+++ Excerpt to read +++

It may sound like fun, but adding mass to one's frame in a short amount of time doesn't boil down to a quick fix of binging on pizza and chips every night. Putting on healthy weight while learning an NFL playbook is no cakewalk.
The good news for Minnesota? This isn't O'Neill's first time having to transform his mind and body to meet the demands of playing tackle. And having to do so quickly.
O'Neill hasn't played tackle that long. He excelled as a tight end (33 receptions for 614 yards and eight touchdowns) and as a defensive end (45 tackles, five sacks, three forced fumbles) as a senior in high school. He was rated the fifth-best tight end prospect from his native Delaware when Pitt recruited him.
O'Neill, who weighed 235 pounds when he started college, redshirted in 2014. He moved to tackle before the 2015 season. An offseason injury to former Panthers tackle Jaryd Jones-Smith left Pitt scrambling to find help for their offensive line. O'Neill, a big, blocking tight end who occasionally went out for a pass, was the perfect candidate to fill the void.
Pitt coach Pat Narduzzi had little doubt that O'Neill could seamlessly make the transition. Less than three years before O'Neill would be drafted in the second round, Narduzzi foreshadowed just how far his ceiling would rise by moving inside.
"We talked about how many first-round draft choice tight ends there were compared to offensive tackles and where he had the ability to be a part of that," Narduzzi said. "I think that's something that played into the whole puzzle there."
But this wasn't Narduzzi's decision to make.
"I didn't tell him he had to move to tackle," he said. "Just because a guy got hurt doesn't mean you need to sacrifice everything you've worked for and wanted your entire life. I told him to take a day or two to decide, but if you make that move you have to be all in and want to do it."

+++

Given exercise A → Copy the rows word for word, beginning at the start of the rows and stopping after the line that contains "pixel 60 123", with that line included. Leave the pictures out of your copy.
The passage about O'Neill and the rows that follow it come from separate sources.

+++ Source data +++

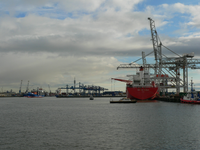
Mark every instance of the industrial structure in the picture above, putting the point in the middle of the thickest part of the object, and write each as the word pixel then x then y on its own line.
pixel 82 89
pixel 167 70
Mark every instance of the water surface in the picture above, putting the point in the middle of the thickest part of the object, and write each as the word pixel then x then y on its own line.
pixel 79 123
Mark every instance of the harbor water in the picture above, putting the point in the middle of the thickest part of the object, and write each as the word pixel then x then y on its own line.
pixel 51 123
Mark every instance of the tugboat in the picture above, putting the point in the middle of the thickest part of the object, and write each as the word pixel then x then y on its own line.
pixel 91 97
pixel 192 96
pixel 139 87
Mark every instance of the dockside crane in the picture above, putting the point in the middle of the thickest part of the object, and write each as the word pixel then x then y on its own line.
pixel 27 88
pixel 20 88
pixel 49 89
pixel 167 65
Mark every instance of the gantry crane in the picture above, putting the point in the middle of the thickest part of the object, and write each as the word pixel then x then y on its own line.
pixel 166 69
pixel 20 88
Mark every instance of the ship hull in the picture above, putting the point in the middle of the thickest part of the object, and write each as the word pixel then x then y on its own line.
pixel 190 101
pixel 141 93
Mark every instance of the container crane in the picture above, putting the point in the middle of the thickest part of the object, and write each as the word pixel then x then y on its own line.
pixel 27 88
pixel 20 88
pixel 164 64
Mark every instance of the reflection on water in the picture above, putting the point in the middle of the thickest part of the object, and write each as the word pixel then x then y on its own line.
pixel 60 123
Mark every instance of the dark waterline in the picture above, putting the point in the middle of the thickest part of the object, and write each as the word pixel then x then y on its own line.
pixel 79 123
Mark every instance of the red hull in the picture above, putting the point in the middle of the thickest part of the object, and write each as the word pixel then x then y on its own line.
pixel 190 101
pixel 141 93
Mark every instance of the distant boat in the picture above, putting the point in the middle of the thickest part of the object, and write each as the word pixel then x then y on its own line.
pixel 32 95
pixel 192 96
pixel 91 97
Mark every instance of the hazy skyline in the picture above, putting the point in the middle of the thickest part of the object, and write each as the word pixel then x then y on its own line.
pixel 51 42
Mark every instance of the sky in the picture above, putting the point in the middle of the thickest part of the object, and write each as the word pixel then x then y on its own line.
pixel 51 42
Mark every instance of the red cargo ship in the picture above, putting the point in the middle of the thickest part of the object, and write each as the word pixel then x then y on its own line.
pixel 140 86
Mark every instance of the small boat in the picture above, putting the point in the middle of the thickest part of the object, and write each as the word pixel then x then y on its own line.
pixel 124 100
pixel 192 96
pixel 32 95
pixel 91 97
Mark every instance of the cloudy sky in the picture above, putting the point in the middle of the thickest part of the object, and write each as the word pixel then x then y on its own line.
pixel 51 42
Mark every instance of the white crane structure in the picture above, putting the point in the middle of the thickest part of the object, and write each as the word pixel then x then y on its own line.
pixel 166 69
pixel 20 88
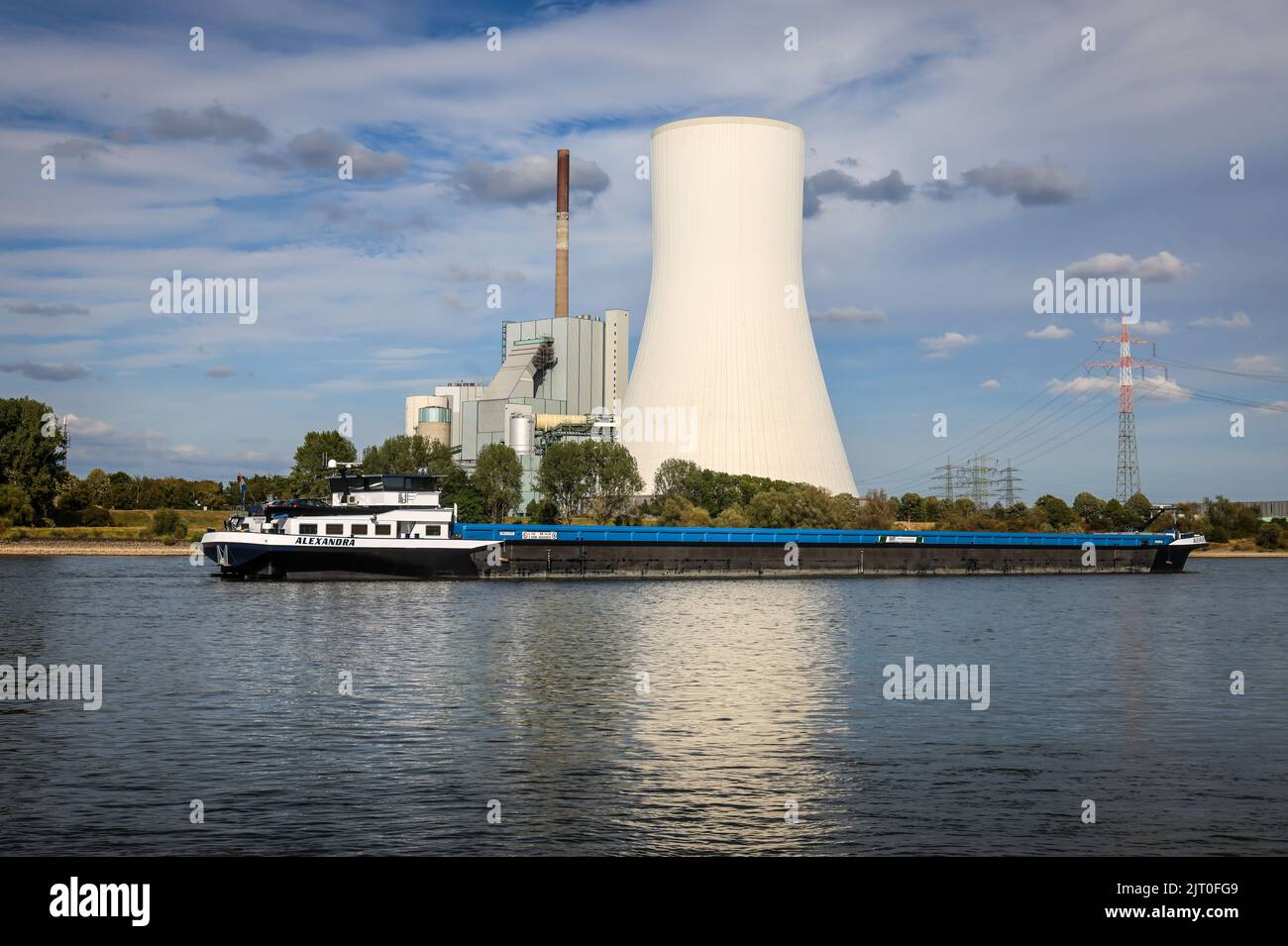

+++

Given exercise B → According to the passage about O'Neill, how much did O'Neill weigh when he started college?

Correct result A →
Mark every instance of the industrial structure in the picture above, putting the point in the middle of the thickest part of the object, and write each as the word pixel then x then y on its own line.
pixel 82 89
pixel 167 70
Mark every instance of the water surface in the picture above, putting the point in the middle of the thickest part of the object, and write each as the word pixel then x then y on its own line.
pixel 79 123
Mark every instance of the harbor water in the picture above, putting the point in the middle of the thickest part of the object, and write each as the word pixel then x then y on its own line.
pixel 51 123
Mark every instance of the tugboat in the picture above, putting the point in the middle of the thickest part of the object, and write each as the word pixel then x then y on its own line.
pixel 91 97
pixel 192 96
pixel 139 87
Mark every instance of the dockside crane in the picture above, putting the point in the middle of the thickest part of the object, and write each as the word pixel then x then y on its own line.
pixel 27 88
pixel 20 88
pixel 49 89
pixel 167 65
Mark every instance of the gantry crane in the picture above, putting the point in the middle of the thickest part of the object, and write each as the word pixel then x then y on its own line.
pixel 166 69
pixel 20 88
Mark every instance of the ship hull in the picture above, putting the point in the middle of the thickest part of the object, and write each as the word pixel then x then y on its own line.
pixel 190 101
pixel 141 93
Mark every instance of the container crane in the picture above, putting the point in the middle of the thickest part of the object, and write each as the word pixel then x then y on its own line.
pixel 27 88
pixel 20 88
pixel 164 64
Mark every instance of the reflection on water in the picture above, putting the point in the middle of the thickest part of the object, and write each as the word pixel then x then y on its own line.
pixel 60 123

Correct result B → 235 pounds